Source extract
┄┄┄┄┄┄┄┄┄┄┄┄┄┄┄┄┄┄┄┄
You're right. this way does preserve the page ordering.

> >
> >> and fall back on the other if the first is empty.
> >> In this way, we keep free longer the pages that are more likely to cause a big merge.
> >> Consequently we tend to aggregate the long-living allocations on a subset of the compounds, reducing the fragmentation.
> >>
> >> It can, though, slow down allocation and reclaim, so someone more knowledgeable than me should have a look.
> >>
> >> Signed-off-by: Corrado Zoccolo <czoccolo@...il.com>
> >>
> >> diff --git a/include/linux/mmzone.h b/include/linux/mmzone.h
> >> index 6f75617..6427361 100644
> >> --- a/include/linux/mmzone.h
> >> +++ b/include/linux/mmzone.h
> >> @@ -55,7 +55,8 @@ static inline int get_pageblock_migratetype(struct page *page)
┄┄┄┄┄┄┄┄┄┄┄┄┄┄┄┄┄┄┄┄
Information shown

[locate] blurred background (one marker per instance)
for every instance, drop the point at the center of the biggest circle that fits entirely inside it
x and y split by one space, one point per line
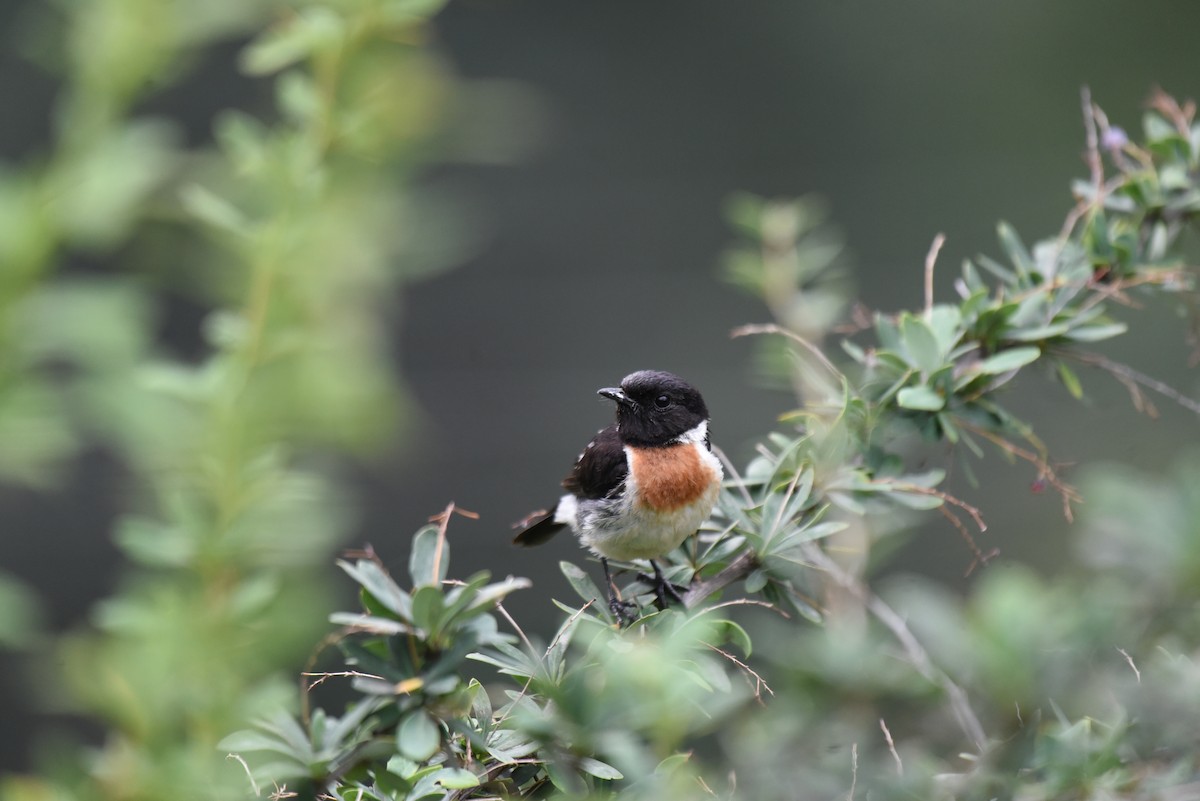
591 205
┄┄┄┄┄┄┄┄┄┄┄┄┄┄┄┄┄┄┄┄
Answer from the patch excerpt:
(a) Whose name appears on the Signed-off-by line?
(b) Which file does the diff change?
(c) Which pages does the approach keep free longer?
The listing has no connection to the patch excerpt.

(a) Corrado Zoccolo
(b) include/linux/mmzone.h
(c) The pages that are more likely to cause a big merge